→ **Kaynak**:
* * * *

Korkusuz

El-Fatiha

El-Fatiha
Gelecekle ilgili karanlık tablolar çizdiğimde eşim bana ‘Kara bulut Hamdi’ der.
2011 yani ‘Arap Cehennemi’nden bu yana bölgenin ve Türkiye’nin bu hale geleceğini yüzlerce kez yazdım ve anlattım.
Özellikle Ayşenur Arslan’la Halk Tv’de yaptığımız programlarda.
Ya da katıldığım toplantılarda yaptığım konuşmalarda.
Her seferinde ‘Karanlığın da daha karanlığı gelecek’ demişimdir.
Dedim ve bunun nasıl olacağını çok mahrem konulara girmeden anlattım.
Belki de bunun için tutuklandım.
Şimdi durum ortada.
Bundan sonrası için durum çok daha sevimsiz.
Yani karanlık.
Her alanda, her konuda hem de içerde ve dışarda.
Önce muhalefete bakalım:
Kurultay kargaşasında CHP’de , CHP’li vekil dostumun deyimiyle ‘Akıl tutulması devam ediyor’.
Böyle giderse CHP’nin ruhuna ‘El-Fatiha’.
İYİ Parti, İYİ Partili bir dostumun deyimiyle ‘bundan böyle iflah olmaz’.
Çok çarpıcı detaylar var.
Bundan böyle yalnızca Cumhurbaşkanı Erdoğan olacak.
O da devleti, toplumu ve sistemi kendi  politik ve ideolojik tercihine göre dizayn ediyor.
O ne derse olur ve olacak.
İç ve dış politikada.
Şimdiye kadar olduğu gibi.
16 yıldır.
CHP, Erdoğan ve AKP’yi durdurmak için hiçbir şey yapmadı, yapmıyor ya da yapmak istemiyor.
24 Haziran gecesinde olanlar herşeyi açıklıyor.
Anlaşılması çok zor karanlık noktalar söz konusu.
Konuşulanlar gerçek çıkarsa felaket.
Durum böyle olunca umutlar tükendi insanlar hiçbir şeyi umursamaz oldu.
Bu ise gelecek açısından en tehlikeli durumdur.
Erdoğan ve AKP ne yaparsa yapsın insanlar tepkisiz.
Medya ve sosyal medya klasik olarak olumsuzlukları yazıp çizmekle yetiniyor.
Harekete geçmek için hiç kimsenin niyeti yok.
Son seçimde AKP’ye oy veren insanlar (% 42.5) Cumhurbaşkanı Erdoğan ne yaparsa yapsın arkasında duruyor ve muhalefetin hiç bir söylemine inanmıyor.
Yandaş medyanın mucizevi başarısı.
Sosyal ve psikolojik olarak irdelenmesi gereken çok önemli bir konu.
Belki de dünyanın hiçbir ülkesinde bu denli umursamaz ve tepkisiz bir toplum yokturdur.

* * * *

→ **Verilen görev 1**:
Yazıda adı geçen siyasi partilerin hepsini sırala.
→ **Verilen görev 2**:
Yazının "2011 yani ‘Arap" ifadesinden başlayıp "konulara girmeden anlattım." ifadesine kadar olan kısmını, bu ifade de dahil, kelimesi kelimesine aktar.
→ **Verilen görev 3**:
Yazıya göre son seçimde AKP'ye oy verenlerin oranı yüzde kaçtır?
Kayıtların bu çalışmada hiçbir rolü yoktur.

Nesne konumu işaretleme verileri

* * * *

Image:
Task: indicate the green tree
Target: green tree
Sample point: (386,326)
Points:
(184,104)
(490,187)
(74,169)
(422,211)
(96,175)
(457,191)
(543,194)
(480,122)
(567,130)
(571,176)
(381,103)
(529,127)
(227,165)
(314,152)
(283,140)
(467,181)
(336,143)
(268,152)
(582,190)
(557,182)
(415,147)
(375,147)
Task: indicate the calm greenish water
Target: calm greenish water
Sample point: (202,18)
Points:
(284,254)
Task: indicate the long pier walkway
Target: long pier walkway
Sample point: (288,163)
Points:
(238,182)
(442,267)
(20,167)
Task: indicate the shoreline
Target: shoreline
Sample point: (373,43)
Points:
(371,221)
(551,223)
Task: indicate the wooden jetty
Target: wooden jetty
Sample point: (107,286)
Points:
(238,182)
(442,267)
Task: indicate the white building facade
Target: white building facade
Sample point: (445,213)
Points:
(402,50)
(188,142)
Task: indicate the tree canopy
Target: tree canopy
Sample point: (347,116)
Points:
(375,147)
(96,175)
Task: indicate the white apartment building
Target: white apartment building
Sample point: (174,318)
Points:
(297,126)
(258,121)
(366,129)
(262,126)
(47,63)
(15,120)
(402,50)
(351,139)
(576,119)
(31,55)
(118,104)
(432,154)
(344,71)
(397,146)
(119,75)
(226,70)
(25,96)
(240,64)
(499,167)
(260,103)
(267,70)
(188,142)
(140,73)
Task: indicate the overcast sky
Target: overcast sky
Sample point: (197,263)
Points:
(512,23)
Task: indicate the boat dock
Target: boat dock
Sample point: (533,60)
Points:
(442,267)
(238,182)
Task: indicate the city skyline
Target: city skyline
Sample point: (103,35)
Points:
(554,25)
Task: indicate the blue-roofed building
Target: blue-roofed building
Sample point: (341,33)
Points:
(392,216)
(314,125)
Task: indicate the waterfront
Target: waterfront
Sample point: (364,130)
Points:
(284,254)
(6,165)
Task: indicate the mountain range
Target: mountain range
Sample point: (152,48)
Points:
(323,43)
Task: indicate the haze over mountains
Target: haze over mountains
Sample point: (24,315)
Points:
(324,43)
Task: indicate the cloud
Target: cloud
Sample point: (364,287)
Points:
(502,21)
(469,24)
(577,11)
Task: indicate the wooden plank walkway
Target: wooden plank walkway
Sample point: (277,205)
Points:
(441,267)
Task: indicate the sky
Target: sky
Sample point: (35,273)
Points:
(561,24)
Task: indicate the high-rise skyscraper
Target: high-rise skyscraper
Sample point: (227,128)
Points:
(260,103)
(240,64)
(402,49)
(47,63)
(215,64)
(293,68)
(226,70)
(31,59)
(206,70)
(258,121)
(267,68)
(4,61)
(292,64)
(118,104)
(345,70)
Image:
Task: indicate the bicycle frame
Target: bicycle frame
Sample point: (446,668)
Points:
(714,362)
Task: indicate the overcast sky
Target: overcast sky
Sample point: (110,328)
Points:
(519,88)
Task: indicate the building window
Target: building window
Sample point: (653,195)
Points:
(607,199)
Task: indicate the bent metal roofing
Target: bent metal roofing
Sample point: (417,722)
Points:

* * * *

→ **Alıştırma cevabı 1**:
CHP, İYİ Parti, AKP

→ **Alıştırma cevabı 2**:
2011 yani ‘Arap Cehennemi’nden bu yana bölgenin ve Türkiye’nin bu hale geleceğini yüzlerce kez yazdım ve anlattım.
Özellikle Ayşenur Arslan’la Halk Tv’de yaptığımız programlarda.
Ya da katıldığım toplantılarda yaptığım konuşmalarda.
Her seferinde ‘Karanlığın da daha karanlığı gelecek’ demişimdir.
Dedim ve bunun nasıl olacağını çok mahrem konulara girmeden anlattım.

→ **Alıştırma cevabı 3**:
% 42.5